**DATA FOR ANALYSIS**
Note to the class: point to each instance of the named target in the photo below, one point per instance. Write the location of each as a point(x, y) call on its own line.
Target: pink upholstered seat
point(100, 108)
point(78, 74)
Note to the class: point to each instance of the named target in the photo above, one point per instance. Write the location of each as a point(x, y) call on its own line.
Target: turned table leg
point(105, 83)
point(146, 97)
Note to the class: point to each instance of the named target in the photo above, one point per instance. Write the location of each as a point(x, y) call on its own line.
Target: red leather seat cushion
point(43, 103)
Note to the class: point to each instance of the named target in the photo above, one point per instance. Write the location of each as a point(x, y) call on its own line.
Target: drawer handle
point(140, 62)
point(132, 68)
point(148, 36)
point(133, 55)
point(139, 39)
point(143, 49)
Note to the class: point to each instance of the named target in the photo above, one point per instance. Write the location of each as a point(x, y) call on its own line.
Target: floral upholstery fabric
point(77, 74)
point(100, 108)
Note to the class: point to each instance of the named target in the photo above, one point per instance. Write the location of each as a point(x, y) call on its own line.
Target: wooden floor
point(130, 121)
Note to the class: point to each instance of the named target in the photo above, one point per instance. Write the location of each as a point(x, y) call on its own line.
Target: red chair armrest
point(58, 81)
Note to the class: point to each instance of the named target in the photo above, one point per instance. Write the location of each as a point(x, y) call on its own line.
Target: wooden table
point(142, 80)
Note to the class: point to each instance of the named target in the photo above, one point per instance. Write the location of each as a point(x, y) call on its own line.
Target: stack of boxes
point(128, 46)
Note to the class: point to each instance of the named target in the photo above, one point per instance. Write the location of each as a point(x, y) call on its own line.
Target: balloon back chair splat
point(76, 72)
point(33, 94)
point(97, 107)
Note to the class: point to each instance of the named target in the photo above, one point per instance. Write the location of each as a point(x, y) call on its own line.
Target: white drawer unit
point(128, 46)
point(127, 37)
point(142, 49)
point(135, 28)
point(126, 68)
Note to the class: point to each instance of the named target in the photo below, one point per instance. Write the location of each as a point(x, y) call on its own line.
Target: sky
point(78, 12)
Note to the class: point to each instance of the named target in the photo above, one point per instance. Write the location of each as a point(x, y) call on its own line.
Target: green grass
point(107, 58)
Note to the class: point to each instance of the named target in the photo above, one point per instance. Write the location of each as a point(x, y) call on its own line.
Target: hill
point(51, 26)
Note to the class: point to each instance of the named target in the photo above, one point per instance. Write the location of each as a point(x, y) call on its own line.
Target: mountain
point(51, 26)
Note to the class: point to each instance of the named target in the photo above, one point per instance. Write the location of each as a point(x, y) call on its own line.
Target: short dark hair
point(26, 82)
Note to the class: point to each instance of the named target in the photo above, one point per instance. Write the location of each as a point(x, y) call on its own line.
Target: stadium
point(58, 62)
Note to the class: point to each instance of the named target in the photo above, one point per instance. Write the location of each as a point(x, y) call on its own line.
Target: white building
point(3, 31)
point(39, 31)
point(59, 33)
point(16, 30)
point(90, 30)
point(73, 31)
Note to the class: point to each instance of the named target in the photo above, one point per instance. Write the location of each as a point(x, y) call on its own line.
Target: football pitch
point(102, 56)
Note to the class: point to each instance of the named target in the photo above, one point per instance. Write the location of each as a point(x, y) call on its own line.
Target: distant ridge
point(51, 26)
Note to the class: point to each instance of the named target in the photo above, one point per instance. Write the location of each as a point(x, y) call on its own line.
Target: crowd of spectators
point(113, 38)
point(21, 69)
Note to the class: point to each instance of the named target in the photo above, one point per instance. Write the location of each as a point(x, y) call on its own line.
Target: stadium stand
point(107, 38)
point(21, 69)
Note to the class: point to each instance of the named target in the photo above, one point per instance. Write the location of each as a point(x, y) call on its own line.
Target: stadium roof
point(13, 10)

**WHAT YOU NEED TO DO**
None of the records may be left out; each is to be restated exactly.

**ANSWER TO THIS EXERCISE**
Note to the class: point to each instance of the named target in the photo below, one point per instance. Write the location of each as a point(x, y) call on its own line.
Target: pink upholstered seat
point(100, 108)
point(78, 74)
Note to the class: point to each instance of the named target in the photo above, one point per instance. Write the location of each as a point(x, y) call on its own line.
Target: turned table leg
point(105, 83)
point(146, 97)
Note to the class: point to each instance of the named target in the photo above, one point per instance. Write the location of each as a point(x, y) call on its own line.
Target: red leather seat cushion
point(43, 103)
Note to the class: point to each instance of the named target in the photo above, one point per instance. Write the location of each as a point(x, y) call on its own line.
Target: drawer handle
point(140, 62)
point(132, 68)
point(148, 36)
point(133, 55)
point(139, 39)
point(143, 49)
Note to the class: point to each instance of the named target in the photo above, one point per instance. Write the location of each as a point(x, y) call on its own line.
Target: floral upholstery fabric
point(77, 74)
point(100, 108)
Note to the class: point to each instance of the named target in the photo above, one point per instance. Write the location of each as a point(x, y) call on its own line.
Target: wooden floor
point(130, 121)
Note to the class: point to each instance of the named target in the photo above, one point per instance. Write the location of each as a point(x, y) call on its own line.
Target: red chair armrest
point(58, 81)
Note to the class: point to each instance of the named target in the photo above, one point per instance. Write the location of each as a point(x, y) call on its own line.
Target: wooden table
point(142, 80)
Note to the class: point to each instance of the named target in the photo above, one point per instance. Write the location of each as a point(x, y) call on its own line.
Target: stack of boxes
point(128, 46)
Note to the class: point to each instance of the named target in the photo above, one point per instance. Write the location of each as a point(x, y) call on its own line.
Target: balloon back chair splat
point(76, 72)
point(33, 94)
point(97, 107)
Note to the class: point to each instance of the named target in the photo above, one point per instance. Write the location of each as a point(x, y) call on its own line.
Target: white drawer unit
point(128, 46)
point(127, 37)
point(142, 49)
point(135, 28)
point(126, 68)
Note to the class: point to each instance of the named target in the photo below, one point per instance. Write the location of each as a point(x, y) call on its own line.
Target: sky
point(78, 12)
Note to the class: point to each instance of the named target in the photo above, one point per instance. Write the location of each as a point(x, y) call on its own line.
Target: green grass
point(107, 58)
Note to the class: point to each instance of the named target in the photo above, one point per instance. Write the location of each as a point(x, y) call on its own line.
Target: hill
point(51, 26)
Note to the class: point to each instance of the named target in the photo above, one point per instance. Write the location of each as a point(x, y) call on its own line.
Target: mountain
point(51, 26)
Note to the class: point to each instance of the named target in the photo above, one point per instance. Write the location of each as a point(x, y) call on its own line.
Target: short dark hair
point(26, 82)
Note to the class: point to each instance of the named target in the photo above, one point per instance. Write the location of each as a point(x, y) call on its own line.
Target: stadium
point(58, 62)
Note to the class: point to each instance of the named target in the photo above, one point per instance. Write the location of each as a point(x, y) call on its own line.
Target: white building
point(3, 31)
point(39, 31)
point(59, 33)
point(16, 30)
point(90, 30)
point(73, 31)
Note to the class: point to each instance of the named target in the photo above, one point per instance. Write the location of each as a point(x, y) call on its own line.
Target: football pitch
point(102, 56)
Note to the class: point to each instance of the named target in the photo above, one point per instance. Write the location of each as a point(x, y) call on its own line.
Target: distant ridge
point(51, 26)
Note to the class: point to each instance of the named target in the photo above, one point per instance. Write the location of each as a point(x, y) call on its own line.
Target: crowd of spectators
point(113, 38)
point(21, 69)
Note to the class: point to each instance of the named target in the photo above, one point per instance. Write the location of each as a point(x, y) call on its own line.
Target: stadium stand
point(107, 38)
point(21, 69)
Note to the class: point to each instance of the named target in the photo above, one point per instance. Write the location of each as a point(x, y) call on its own line.
Target: stadium roof
point(13, 10)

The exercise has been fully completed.